# Set exercise:
Report each line of the listing below that contains the word "sign". Treat uppercase and lowercase letters as different.

# Object detection data:
□ □ □
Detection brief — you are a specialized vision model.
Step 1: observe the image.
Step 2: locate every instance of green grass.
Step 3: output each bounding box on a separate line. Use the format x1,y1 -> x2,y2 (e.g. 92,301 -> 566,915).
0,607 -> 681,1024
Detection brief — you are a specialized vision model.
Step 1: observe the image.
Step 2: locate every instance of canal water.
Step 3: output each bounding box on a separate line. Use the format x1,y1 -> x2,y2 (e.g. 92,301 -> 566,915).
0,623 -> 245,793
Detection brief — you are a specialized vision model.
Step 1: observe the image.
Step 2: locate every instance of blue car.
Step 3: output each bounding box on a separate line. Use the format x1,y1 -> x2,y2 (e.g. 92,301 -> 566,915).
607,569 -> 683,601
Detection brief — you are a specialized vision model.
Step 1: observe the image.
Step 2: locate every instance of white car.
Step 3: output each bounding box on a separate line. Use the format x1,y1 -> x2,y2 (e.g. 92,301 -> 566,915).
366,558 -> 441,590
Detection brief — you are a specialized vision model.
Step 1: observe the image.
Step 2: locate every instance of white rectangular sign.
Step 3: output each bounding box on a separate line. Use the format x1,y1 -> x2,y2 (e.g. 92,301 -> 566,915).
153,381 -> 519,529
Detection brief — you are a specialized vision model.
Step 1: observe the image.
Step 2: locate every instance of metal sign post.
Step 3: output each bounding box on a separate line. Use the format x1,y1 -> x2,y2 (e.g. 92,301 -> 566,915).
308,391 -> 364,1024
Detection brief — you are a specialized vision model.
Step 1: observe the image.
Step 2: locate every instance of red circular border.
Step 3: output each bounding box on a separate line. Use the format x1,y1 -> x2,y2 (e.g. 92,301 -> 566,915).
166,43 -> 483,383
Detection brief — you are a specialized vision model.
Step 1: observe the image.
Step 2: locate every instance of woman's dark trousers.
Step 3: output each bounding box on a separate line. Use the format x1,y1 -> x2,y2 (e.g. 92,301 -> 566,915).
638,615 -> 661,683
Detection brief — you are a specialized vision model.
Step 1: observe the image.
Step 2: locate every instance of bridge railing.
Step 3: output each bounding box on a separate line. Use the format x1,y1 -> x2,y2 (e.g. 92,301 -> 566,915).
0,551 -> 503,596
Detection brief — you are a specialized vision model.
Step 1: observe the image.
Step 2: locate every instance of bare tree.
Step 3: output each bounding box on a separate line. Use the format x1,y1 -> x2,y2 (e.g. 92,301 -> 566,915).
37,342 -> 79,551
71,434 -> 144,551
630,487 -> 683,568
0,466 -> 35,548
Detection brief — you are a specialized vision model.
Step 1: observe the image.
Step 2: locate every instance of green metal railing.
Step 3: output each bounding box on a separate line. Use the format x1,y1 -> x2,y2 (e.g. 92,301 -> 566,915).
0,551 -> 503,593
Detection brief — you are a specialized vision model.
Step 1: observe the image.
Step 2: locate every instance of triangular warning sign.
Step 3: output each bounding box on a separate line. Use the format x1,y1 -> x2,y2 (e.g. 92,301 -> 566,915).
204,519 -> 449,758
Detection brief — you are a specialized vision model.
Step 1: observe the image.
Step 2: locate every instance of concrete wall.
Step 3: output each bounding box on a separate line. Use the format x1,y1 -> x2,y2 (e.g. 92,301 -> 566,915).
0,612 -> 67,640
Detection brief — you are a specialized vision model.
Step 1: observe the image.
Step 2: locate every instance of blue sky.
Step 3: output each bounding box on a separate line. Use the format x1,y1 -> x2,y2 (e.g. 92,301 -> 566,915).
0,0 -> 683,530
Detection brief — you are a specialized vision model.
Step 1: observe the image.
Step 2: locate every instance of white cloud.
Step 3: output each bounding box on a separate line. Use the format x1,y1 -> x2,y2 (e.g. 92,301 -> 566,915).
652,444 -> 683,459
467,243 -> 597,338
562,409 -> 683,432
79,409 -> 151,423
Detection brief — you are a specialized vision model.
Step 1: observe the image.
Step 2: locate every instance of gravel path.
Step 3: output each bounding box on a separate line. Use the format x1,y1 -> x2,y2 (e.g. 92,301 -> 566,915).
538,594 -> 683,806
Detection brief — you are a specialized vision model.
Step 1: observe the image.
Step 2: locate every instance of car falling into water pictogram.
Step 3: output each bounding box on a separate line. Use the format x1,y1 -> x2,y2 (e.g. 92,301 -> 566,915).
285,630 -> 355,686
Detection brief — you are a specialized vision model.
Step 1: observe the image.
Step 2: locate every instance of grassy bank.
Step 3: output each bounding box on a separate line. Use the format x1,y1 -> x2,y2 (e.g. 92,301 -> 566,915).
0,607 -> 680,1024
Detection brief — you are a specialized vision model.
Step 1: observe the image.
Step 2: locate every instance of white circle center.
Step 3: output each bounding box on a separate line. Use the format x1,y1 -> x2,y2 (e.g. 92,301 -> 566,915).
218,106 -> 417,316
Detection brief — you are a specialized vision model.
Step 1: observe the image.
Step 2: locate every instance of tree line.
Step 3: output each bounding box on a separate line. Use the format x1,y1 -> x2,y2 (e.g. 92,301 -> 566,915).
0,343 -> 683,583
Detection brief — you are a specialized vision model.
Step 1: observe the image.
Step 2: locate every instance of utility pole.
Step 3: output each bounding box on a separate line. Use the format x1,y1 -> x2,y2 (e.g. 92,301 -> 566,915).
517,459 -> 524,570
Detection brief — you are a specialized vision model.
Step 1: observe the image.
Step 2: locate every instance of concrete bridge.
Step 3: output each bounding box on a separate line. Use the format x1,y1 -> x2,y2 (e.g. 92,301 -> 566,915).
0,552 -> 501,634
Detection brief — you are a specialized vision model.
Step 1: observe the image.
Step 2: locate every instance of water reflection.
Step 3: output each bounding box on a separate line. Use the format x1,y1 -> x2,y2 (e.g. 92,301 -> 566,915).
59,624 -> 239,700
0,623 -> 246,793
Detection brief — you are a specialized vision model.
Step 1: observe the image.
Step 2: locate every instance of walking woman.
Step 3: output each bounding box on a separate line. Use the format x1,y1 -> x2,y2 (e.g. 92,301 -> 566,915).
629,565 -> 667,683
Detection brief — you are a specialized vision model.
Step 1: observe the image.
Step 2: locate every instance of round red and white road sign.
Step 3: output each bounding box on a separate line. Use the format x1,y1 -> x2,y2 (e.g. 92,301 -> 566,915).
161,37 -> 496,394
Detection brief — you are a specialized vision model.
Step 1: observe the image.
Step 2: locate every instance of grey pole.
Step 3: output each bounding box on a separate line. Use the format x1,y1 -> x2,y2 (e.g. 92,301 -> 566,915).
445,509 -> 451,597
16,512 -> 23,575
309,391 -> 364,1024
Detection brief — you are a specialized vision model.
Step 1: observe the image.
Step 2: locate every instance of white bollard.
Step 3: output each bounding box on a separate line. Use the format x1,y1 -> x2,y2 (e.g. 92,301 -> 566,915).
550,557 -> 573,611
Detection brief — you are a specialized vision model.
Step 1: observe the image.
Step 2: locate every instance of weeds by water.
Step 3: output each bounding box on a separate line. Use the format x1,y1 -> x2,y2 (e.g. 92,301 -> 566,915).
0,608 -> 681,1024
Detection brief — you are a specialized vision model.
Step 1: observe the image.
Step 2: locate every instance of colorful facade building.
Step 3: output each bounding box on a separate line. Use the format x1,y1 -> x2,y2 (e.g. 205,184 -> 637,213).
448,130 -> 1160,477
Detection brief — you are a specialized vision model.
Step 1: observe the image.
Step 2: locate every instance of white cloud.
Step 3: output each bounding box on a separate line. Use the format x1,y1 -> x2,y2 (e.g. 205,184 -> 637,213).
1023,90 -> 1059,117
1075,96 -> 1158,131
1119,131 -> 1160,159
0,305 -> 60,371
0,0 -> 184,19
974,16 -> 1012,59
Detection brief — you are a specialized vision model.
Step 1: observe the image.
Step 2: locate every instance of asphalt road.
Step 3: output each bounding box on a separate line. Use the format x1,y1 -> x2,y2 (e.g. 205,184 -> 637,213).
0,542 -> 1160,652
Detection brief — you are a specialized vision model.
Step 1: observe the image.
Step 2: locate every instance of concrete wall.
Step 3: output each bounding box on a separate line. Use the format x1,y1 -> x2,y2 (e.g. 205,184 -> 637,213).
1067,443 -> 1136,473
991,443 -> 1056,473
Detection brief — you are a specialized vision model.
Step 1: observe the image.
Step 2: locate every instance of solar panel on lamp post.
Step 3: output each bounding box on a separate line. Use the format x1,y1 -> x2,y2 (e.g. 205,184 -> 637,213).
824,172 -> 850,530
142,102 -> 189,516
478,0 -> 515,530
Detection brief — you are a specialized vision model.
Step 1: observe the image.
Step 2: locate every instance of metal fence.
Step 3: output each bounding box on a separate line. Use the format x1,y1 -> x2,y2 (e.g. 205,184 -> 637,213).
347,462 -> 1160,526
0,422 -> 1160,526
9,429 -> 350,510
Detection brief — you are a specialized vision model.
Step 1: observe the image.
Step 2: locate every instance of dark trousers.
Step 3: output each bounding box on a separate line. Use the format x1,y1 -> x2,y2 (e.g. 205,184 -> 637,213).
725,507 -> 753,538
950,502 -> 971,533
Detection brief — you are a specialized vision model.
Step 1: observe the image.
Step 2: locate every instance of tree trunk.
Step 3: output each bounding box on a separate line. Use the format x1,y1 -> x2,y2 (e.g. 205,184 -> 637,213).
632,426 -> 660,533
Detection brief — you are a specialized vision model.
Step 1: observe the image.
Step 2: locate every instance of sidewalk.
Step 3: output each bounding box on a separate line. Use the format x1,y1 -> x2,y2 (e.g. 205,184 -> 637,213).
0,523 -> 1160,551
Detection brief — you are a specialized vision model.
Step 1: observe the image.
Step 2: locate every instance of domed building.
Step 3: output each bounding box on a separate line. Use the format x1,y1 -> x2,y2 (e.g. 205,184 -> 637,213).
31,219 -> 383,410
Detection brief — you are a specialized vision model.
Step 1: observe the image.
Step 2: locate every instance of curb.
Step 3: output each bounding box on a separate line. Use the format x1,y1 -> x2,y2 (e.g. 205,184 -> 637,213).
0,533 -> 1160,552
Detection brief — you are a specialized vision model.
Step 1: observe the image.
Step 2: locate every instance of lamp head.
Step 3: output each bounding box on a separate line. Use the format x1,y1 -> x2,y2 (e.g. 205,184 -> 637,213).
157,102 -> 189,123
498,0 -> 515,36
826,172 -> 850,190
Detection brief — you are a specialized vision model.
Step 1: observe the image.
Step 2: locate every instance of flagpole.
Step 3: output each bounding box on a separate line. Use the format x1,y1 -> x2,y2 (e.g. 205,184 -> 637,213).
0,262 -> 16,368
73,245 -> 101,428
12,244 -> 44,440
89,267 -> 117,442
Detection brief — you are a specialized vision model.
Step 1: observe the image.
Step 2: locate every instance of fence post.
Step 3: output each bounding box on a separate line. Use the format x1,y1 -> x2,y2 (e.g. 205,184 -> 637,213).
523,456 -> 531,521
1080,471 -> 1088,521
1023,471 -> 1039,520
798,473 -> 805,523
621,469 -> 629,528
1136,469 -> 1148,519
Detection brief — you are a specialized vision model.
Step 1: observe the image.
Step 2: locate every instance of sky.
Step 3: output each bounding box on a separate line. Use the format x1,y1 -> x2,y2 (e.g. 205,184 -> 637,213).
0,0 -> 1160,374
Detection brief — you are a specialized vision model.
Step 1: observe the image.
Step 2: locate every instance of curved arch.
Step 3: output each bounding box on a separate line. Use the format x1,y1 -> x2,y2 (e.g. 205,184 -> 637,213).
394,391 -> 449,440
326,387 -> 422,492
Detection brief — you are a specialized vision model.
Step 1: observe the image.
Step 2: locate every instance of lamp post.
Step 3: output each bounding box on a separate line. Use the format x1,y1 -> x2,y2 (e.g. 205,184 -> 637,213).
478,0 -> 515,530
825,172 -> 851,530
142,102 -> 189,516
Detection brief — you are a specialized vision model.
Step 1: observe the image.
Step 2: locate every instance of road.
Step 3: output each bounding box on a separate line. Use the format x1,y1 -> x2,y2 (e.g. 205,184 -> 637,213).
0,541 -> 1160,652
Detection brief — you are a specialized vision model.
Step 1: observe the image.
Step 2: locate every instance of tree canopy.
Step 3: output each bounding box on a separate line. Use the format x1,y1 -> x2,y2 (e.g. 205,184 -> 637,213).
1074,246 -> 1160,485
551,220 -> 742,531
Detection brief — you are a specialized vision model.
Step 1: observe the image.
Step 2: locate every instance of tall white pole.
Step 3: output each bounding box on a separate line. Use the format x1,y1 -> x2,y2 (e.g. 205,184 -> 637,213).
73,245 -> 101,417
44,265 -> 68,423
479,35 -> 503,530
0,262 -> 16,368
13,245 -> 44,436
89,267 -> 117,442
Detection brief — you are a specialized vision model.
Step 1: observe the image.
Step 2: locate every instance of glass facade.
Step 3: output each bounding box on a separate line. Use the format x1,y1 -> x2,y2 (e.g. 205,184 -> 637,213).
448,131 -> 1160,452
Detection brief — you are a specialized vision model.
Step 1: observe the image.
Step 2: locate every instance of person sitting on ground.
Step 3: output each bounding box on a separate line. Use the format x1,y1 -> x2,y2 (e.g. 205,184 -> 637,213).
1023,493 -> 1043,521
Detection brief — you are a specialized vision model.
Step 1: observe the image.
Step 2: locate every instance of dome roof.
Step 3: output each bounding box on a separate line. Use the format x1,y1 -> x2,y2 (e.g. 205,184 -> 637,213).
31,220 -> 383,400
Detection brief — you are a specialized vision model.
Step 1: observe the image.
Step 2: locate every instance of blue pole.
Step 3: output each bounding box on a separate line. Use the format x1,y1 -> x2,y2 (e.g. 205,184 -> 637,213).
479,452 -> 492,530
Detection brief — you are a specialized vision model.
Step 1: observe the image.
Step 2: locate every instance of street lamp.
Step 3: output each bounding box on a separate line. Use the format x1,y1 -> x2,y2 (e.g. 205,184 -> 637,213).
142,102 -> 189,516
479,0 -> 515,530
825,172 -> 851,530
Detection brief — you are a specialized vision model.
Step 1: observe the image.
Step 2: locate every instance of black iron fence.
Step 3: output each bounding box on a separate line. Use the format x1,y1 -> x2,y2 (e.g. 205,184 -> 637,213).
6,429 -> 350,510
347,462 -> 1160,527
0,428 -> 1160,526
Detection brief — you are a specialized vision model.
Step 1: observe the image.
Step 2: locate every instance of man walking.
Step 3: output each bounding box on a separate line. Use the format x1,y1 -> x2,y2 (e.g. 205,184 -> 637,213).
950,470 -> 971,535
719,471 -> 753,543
□ □ □
# Solved exercise:
Step 2: locate every instance of white rectangular sign.
Step 2: locate every instance of metal sign post.
Step 2: locate every instance of triangular warning sign.
Step 2: locate every instance of round red and white road sign.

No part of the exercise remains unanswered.